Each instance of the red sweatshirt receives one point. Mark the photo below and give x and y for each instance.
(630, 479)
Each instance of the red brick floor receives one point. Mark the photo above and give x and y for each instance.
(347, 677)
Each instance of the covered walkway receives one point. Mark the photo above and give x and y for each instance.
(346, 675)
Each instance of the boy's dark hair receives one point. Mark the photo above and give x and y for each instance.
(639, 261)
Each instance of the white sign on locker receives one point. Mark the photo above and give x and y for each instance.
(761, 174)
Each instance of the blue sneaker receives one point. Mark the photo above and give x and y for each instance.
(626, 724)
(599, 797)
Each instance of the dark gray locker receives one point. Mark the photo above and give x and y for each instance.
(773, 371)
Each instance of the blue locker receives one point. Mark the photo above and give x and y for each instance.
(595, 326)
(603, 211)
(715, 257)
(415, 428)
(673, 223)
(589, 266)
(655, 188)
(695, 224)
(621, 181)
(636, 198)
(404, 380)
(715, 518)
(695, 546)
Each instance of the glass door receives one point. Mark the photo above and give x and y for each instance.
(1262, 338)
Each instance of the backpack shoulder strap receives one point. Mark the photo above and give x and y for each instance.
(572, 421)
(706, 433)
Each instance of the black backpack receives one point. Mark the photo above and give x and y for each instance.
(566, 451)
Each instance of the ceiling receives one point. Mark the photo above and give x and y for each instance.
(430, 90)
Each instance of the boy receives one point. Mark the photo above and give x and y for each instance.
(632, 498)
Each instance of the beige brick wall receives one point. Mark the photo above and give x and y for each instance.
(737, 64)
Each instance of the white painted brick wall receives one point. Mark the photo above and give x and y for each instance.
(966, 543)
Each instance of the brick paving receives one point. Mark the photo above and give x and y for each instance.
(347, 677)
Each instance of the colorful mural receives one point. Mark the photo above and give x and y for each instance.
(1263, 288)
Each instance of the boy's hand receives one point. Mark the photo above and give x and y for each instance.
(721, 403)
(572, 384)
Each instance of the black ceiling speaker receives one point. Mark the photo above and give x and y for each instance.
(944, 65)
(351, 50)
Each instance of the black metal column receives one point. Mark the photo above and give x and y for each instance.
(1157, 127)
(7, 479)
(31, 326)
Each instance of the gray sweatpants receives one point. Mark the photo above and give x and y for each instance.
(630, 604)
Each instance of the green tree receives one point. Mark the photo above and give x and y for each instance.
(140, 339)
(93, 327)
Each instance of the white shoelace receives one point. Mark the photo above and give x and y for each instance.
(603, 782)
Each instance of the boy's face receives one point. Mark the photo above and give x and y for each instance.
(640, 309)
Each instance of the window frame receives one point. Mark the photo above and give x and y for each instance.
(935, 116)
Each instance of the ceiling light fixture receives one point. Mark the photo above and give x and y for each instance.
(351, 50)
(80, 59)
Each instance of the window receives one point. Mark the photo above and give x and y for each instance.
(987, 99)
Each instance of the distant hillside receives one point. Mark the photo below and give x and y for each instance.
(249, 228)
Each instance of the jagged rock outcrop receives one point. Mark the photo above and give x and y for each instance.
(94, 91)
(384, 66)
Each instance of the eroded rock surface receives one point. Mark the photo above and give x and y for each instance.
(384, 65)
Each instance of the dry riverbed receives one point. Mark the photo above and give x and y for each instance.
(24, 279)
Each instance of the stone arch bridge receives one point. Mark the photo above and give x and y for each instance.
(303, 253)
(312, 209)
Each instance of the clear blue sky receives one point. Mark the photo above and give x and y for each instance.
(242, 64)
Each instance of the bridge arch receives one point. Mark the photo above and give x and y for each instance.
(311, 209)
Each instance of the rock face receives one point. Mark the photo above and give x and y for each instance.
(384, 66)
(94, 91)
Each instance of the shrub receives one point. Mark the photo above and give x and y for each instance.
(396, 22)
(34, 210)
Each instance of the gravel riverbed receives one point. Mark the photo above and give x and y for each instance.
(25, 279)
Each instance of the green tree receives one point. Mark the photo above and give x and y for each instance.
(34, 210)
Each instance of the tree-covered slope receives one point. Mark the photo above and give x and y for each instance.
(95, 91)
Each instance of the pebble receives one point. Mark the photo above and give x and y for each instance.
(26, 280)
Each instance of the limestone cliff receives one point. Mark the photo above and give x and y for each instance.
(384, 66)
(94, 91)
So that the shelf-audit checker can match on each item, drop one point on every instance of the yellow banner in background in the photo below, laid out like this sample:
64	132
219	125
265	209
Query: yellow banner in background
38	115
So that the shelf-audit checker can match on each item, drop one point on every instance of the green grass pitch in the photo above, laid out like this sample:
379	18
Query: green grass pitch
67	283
===============
# Direction
Rewrite all of the material above as a Markdown table with two columns, Row and Line. Give each line its own numbered row and skip blank lines.

# Full output
| Row | Line |
|---|---|
| 1 | Each instance of the red sweatshirt receives one point. Mark the photo below and give x and y for each instance. |
| 2 | (630, 479) |
| 3 | Each instance of the red brick floor receives one point. Mark the photo above and give x and y for each instance. |
| 4 | (347, 677) |
| 5 | Each instance of the covered walkway receives one point. Mark the photo above and give x and y for each instance. |
| 6 | (346, 675) |
| 7 | Each instance of the boy's dark hair receives one point. Mark the photo above and give x and y for each instance. |
| 8 | (639, 261) |
| 9 | Each instance of the white sign on locker receives one point. Mark the photo above and give x and y for each instance. |
| 10 | (761, 174) |
| 11 | Each instance of the blue sneaker receives one point. Mark the photo above and give x and y for each instance. |
| 12 | (626, 724) |
| 13 | (599, 797) |
| 14 | Each instance of the dark gray locker receives one point. Mark the photo above and give x and y for each instance. |
| 15 | (773, 371) |
| 16 | Each instance of the blue locker receives one point. Mark the photo above and give x and y for each instance. |
| 17 | (595, 326) |
| 18 | (603, 211) |
| 19 | (715, 257) |
| 20 | (415, 428) |
| 21 | (673, 223) |
| 22 | (589, 266) |
| 23 | (655, 188) |
| 24 | (695, 224) |
| 25 | (621, 181) |
| 26 | (636, 198) |
| 27 | (404, 380) |
| 28 | (715, 518) |
| 29 | (695, 546) |
| 30 | Each instance of the glass door receives one point. Mark the photo above and give x and y for each instance. |
| 31 | (1262, 338) |
| 32 | Each instance of the backpack shoulder strap receives one point. Mark the photo above and give x and y for each instance. |
| 33 | (572, 421) |
| 34 | (706, 433) |
| 35 | Each instance of the black backpack receives one point. Mark the photo above and give x and y for each instance. |
| 36 | (566, 451) |
| 37 | Each instance of the ceiling receives one point. Mark the photo above and give x and y for each instance. |
| 38 | (430, 90) |
| 39 | Each instance of the boy receives one point. Mark the photo above and give x and y for each instance. |
| 40 | (632, 498) |
| 41 | Each instance of the beige brick wall receives one point. Mark the photo above and give x and y for each instance. |
| 42 | (737, 64) |
| 43 | Each instance of the white painted brick wall receives one point. Mark the photo above and give x and y for each instance. |
| 44 | (966, 543) |
| 45 | Each instance of the brick paving receives one point. Mark the photo above and give x and y for each instance. |
| 46 | (347, 677) |
| 47 | Each instance of the colorful mural receives one point. Mark the photo above and give x and y for each instance. |
| 48 | (1263, 288) |
| 49 | Each instance of the boy's hand receives one point. Mark the photo above and give x and y for each instance. |
| 50 | (721, 403) |
| 51 | (572, 384) |
| 52 | Each instance of the black ceiling speaker receives one point. Mark the photo above and give x and y for each instance. |
| 53 | (944, 65) |
| 54 | (351, 50) |
| 55 | Each instance of the black metal column receives one point. Mark the photo above and give x and y for each instance. |
| 56 | (1157, 127) |
| 57 | (7, 479) |
| 58 | (31, 326) |
| 59 | Each instance of the gray sweatpants receives one point. Mark the photo above and give x and y for each instance. |
| 60 | (630, 604) |
| 61 | Each instance of the green tree receives one point. Mark the photo above and give x and y for each instance. |
| 62 | (140, 339) |
| 63 | (93, 327) |
| 64 | Each instance of the white shoelace receives one point. Mark the photo above and give x and y for each instance. |
| 65 | (603, 782) |
| 66 | Each instance of the boy's face receives one point. Mark the photo above and give x and y for each instance. |
| 67 | (640, 309) |
| 68 | Each instance of the window frame receives one point. Mark the photo above and give x and y for each instance. |
| 69 | (935, 116) |
| 70 | Each instance of the ceiling light fixture receives one point. Mark the photo above and give x and y for each instance. |
| 71 | (351, 50) |
| 72 | (80, 59) |
| 73 | Each instance of the window receives one point. Mark the photo above and give x and y for each instance. |
| 74 | (987, 99) |
| 75 | Each instance of the distant hillside receives one point. Mark the photo below and give x and y for each instance. |
| 76 | (249, 228) |
| 77 | Each instance of the jagged rock outcrop receives one point. Mark the photo above and give x and y for each instance. |
| 78 | (94, 91) |
| 79 | (384, 66) |
| 80 | Each instance of the eroded rock surface receives one point. Mark the photo above and give x and y for each instance. |
| 81 | (384, 65) |
| 82 | Each instance of the dry riverbed receives one point. Mark the photo above and give x and y for each instance. |
| 83 | (24, 279) |
| 84 | Each instance of the stone arch bridge receives one point. Mark the photo above and give x and y for each instance. |
| 85 | (303, 253) |
| 86 | (312, 209) |
| 87 | Each instance of the clear blue sky receives one point. Mark the photo above and give x and y for each instance. |
| 88 | (242, 64) |
| 89 | Each instance of the bridge arch receives one point. Mark the photo above and give x and y for each instance. |
| 90 | (311, 209) |
| 91 | Each instance of the rock face receives one point. Mark the photo above and give x and y for each instance. |
| 92 | (384, 66) |
| 93 | (94, 91) |
| 94 | Each instance of the shrub receives one point. Mark the photo above and give x and y for each instance. |
| 95 | (396, 22) |
| 96 | (34, 210) |
| 97 | Each instance of the gravel riverbed receives one point. Mark the photo above and give x and y for each instance. |
| 98 | (25, 279) |
| 99 | Each instance of the green tree receives one point. Mark the photo above and give x and y for each instance. |
| 100 | (34, 210) |
| 101 | Each instance of the tree-covered slope receives one point. Mark the photo above and give x and y for each instance. |
| 102 | (95, 91) |
| 103 | Each instance of the pebble receives one point. Mark the photo above and give x and y for each instance. |
| 104 | (26, 280) |
| 105 | Each instance of the limestone cliff receives one point. Mark the photo above and give x and y for each instance. |
| 106 | (384, 66) |
| 107 | (94, 91) |
| 108 | So that the shelf-audit checker can match on each item, drop one point on every instance of the yellow banner in background in the photo below, laid out like this sample: |
| 109 | 64	132 |
| 110 | 219	125 |
| 111 | 265	209 |
| 112 | Query: yellow banner in background |
| 113 | 38	115 |
| 114 | So that the shelf-audit checker can match on each item, drop one point on every instance of the green grass pitch in the photo above, laid out like this sample: |
| 115 | 379	18 |
| 116 | Query: green grass pitch |
| 117 | 67	283 |